- [Problem details]: Select each line in the records below that includes the string "house" and copy those lines unchanged.

[Begin]

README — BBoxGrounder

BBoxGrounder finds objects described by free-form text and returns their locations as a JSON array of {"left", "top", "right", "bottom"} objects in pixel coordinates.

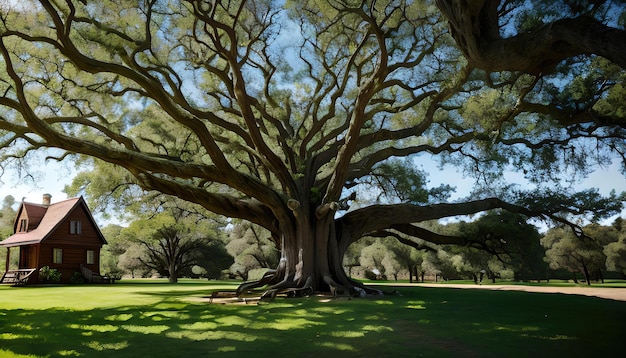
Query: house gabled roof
[{"left": 0, "top": 196, "right": 107, "bottom": 247}]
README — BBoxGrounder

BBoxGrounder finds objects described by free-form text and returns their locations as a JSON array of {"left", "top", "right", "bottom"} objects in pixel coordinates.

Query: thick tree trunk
[
  {"left": 238, "top": 211, "right": 380, "bottom": 297},
  {"left": 168, "top": 262, "right": 178, "bottom": 283},
  {"left": 583, "top": 264, "right": 591, "bottom": 286}
]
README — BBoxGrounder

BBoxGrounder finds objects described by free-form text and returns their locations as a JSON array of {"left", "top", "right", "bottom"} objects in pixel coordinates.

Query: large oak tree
[{"left": 0, "top": 0, "right": 626, "bottom": 293}]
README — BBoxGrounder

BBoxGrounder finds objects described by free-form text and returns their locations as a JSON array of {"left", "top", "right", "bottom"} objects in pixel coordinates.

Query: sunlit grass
[{"left": 0, "top": 280, "right": 626, "bottom": 358}]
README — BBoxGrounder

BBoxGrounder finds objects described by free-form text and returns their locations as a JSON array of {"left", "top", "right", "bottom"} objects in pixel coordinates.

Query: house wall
[{"left": 38, "top": 206, "right": 102, "bottom": 282}]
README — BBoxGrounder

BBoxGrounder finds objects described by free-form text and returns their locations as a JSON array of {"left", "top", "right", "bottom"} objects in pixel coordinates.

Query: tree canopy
[{"left": 0, "top": 0, "right": 626, "bottom": 292}]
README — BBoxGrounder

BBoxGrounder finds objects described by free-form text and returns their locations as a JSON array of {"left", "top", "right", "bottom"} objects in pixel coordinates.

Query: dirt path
[{"left": 413, "top": 283, "right": 626, "bottom": 301}]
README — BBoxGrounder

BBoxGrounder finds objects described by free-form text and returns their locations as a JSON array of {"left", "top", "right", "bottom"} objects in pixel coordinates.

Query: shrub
[{"left": 39, "top": 266, "right": 61, "bottom": 283}]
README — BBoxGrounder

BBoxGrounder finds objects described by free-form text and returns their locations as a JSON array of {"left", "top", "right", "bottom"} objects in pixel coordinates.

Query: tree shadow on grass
[{"left": 0, "top": 288, "right": 626, "bottom": 357}]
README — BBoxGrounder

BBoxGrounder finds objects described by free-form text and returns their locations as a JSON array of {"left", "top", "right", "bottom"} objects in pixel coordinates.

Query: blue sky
[{"left": 0, "top": 154, "right": 626, "bottom": 225}]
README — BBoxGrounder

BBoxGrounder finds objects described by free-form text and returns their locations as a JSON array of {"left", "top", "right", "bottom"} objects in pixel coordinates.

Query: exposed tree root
[{"left": 236, "top": 264, "right": 383, "bottom": 300}]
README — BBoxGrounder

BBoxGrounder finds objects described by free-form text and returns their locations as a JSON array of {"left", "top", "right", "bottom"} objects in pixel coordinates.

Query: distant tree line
[{"left": 0, "top": 196, "right": 626, "bottom": 283}]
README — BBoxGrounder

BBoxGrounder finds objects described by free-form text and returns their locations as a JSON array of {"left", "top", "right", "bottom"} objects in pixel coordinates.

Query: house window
[
  {"left": 52, "top": 249, "right": 63, "bottom": 264},
  {"left": 18, "top": 219, "right": 28, "bottom": 232},
  {"left": 70, "top": 221, "right": 82, "bottom": 234}
]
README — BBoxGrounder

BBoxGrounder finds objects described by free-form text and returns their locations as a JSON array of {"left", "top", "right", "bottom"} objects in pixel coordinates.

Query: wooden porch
[{"left": 0, "top": 269, "right": 37, "bottom": 286}]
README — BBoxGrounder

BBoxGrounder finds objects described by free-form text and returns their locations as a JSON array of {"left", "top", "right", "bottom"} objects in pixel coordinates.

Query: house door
[{"left": 19, "top": 245, "right": 37, "bottom": 269}]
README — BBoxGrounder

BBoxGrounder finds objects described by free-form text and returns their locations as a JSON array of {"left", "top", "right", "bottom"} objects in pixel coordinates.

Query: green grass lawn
[{"left": 0, "top": 280, "right": 626, "bottom": 357}]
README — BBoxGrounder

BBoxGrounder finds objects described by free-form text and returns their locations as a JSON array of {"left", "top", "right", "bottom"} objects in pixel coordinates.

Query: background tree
[
  {"left": 604, "top": 218, "right": 626, "bottom": 277},
  {"left": 459, "top": 210, "right": 547, "bottom": 281},
  {"left": 0, "top": 0, "right": 626, "bottom": 293},
  {"left": 541, "top": 224, "right": 617, "bottom": 285},
  {"left": 226, "top": 222, "right": 280, "bottom": 281},
  {"left": 117, "top": 242, "right": 151, "bottom": 278},
  {"left": 100, "top": 224, "right": 125, "bottom": 280}
]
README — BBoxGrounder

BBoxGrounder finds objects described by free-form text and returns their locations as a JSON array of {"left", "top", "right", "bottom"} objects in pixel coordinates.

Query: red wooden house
[{"left": 0, "top": 194, "right": 107, "bottom": 284}]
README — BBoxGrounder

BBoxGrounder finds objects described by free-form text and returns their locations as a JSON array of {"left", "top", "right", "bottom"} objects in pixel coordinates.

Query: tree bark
[{"left": 436, "top": 0, "right": 626, "bottom": 75}]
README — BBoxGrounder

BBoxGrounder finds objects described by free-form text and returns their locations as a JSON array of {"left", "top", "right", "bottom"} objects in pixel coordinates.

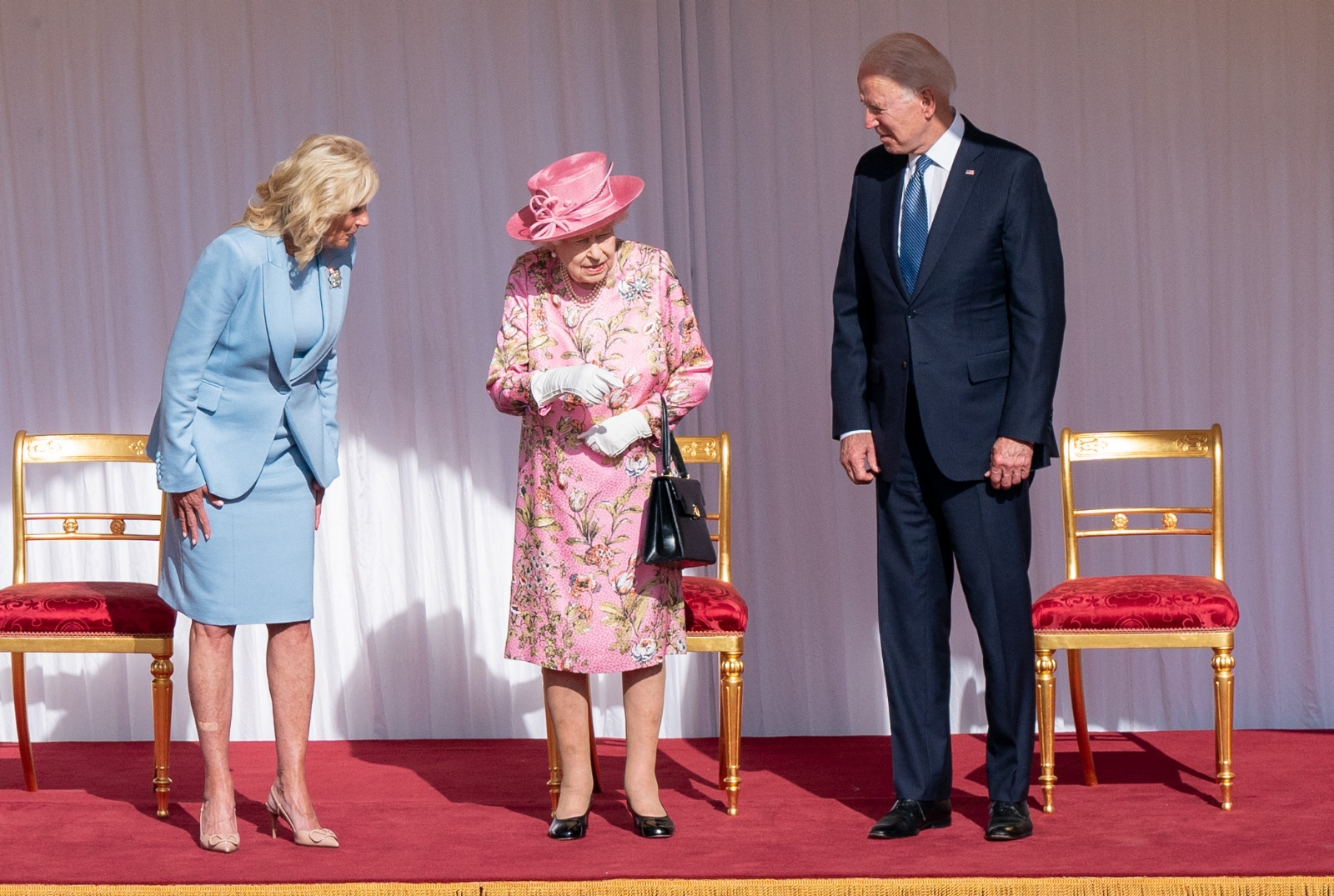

[End]

- [The answer]:
Query: house gabled roof
Query: house wall
Query: house window
Query: house door
Query: red wooden house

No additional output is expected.